• [Task]:
Render the data as a numbered list, starting at the line containing "pin: clear blue" and ending at the final line of the data. Leave out any blank lines.
----
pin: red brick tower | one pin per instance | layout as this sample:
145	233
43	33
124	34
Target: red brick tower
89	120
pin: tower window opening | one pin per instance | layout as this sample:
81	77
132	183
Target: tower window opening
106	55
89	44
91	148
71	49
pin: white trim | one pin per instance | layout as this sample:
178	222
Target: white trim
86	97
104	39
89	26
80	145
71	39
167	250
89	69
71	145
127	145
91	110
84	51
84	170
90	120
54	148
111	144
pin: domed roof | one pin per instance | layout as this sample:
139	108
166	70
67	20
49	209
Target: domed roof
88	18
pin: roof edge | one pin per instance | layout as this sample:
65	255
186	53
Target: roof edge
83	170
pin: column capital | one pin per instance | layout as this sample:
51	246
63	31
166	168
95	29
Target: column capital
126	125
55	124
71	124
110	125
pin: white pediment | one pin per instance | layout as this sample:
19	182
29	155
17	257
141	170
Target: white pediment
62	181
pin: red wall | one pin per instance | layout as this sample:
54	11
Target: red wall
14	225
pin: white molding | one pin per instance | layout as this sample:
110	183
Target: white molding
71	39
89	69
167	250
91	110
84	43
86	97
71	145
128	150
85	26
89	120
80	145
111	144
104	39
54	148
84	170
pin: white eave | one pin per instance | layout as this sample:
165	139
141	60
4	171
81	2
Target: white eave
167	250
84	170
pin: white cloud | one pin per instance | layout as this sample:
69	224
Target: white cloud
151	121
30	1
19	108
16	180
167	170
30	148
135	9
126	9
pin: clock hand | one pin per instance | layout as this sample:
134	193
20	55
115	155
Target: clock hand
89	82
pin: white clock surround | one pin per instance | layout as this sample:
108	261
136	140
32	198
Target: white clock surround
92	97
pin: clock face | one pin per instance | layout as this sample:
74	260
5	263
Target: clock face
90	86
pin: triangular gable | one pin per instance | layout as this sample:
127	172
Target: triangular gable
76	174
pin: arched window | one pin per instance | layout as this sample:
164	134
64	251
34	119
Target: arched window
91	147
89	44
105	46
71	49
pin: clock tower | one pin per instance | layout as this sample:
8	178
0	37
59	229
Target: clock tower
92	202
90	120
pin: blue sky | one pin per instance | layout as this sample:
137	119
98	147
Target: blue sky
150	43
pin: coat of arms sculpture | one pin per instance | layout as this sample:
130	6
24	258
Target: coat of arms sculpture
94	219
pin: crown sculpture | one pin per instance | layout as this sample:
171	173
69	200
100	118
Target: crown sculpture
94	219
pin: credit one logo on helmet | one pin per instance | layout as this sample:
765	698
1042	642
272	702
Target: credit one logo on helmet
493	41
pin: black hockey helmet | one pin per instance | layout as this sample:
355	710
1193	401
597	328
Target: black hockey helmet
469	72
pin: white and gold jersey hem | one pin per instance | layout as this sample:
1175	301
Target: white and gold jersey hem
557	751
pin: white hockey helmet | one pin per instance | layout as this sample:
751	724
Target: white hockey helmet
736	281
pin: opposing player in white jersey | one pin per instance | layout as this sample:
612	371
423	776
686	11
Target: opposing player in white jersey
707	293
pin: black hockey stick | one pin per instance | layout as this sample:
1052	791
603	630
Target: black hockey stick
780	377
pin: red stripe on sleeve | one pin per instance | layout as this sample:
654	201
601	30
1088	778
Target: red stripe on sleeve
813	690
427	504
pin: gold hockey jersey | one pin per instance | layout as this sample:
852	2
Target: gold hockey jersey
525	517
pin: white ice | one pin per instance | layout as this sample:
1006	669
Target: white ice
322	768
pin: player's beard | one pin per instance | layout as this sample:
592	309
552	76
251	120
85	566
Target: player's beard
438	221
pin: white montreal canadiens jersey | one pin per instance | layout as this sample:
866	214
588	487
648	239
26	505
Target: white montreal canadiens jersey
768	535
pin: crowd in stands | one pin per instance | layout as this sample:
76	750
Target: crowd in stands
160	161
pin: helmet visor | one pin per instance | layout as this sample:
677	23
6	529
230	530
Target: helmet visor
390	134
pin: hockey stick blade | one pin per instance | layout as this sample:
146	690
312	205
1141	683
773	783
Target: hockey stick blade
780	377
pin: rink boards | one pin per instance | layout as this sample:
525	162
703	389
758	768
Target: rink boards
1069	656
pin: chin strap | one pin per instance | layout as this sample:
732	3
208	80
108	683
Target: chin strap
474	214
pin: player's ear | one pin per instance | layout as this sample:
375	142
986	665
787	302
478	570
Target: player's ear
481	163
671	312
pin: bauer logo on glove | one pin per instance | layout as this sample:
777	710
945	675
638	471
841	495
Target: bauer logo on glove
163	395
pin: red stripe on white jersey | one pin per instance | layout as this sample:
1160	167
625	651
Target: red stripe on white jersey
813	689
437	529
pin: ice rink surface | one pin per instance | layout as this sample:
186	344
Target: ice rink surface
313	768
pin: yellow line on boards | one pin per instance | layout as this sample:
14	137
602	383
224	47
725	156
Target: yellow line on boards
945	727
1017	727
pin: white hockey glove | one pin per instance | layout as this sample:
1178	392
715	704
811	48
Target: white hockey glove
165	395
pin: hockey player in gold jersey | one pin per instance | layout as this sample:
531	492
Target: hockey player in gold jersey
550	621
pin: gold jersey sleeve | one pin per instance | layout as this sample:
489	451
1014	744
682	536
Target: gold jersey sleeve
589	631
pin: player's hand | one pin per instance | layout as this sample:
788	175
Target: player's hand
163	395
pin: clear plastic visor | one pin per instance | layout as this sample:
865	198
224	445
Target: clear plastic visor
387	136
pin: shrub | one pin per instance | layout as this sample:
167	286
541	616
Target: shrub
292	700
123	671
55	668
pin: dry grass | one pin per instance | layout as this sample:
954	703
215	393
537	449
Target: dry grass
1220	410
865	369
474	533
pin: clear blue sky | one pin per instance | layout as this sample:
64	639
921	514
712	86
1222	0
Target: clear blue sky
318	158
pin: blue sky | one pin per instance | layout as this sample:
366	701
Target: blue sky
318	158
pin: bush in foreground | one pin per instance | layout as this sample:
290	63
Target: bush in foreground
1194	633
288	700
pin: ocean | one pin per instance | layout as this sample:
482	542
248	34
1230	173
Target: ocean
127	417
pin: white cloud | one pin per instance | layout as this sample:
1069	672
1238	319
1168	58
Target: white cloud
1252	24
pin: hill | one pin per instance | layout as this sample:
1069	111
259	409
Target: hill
----
• [Reply to the exercise]:
1. pin: clear blue sky | one pin per instance | layout as this sample:
2. 64	639
3. 921	514
4. 712	86
5. 1222	0
6. Target: clear blue sky
7. 318	158
8. pin: blue sky | one pin per instance | layout as this sample:
9. 366	701
10. Target: blue sky
11. 318	158
12. pin: bush in foreground | one pin per instance | layout as this sample:
13. 290	63
14. Target: bush in foreground
15. 1194	633
16. 288	700
17. pin: ocean | one pin per instance | layout as this sample:
18. 482	542
19. 248	34
20. 1230	173
21. Target: ocean
22. 127	417
23. pin: white cloud | one pin per instance | layout as this sample:
24. 1069	672
25. 1238	319
26. 1168	58
27. Target: white cloud
28. 1252	24
29. pin: hill | one pin per instance | layout as this sample:
30. 1069	111
31. 259	409
32. Target: hill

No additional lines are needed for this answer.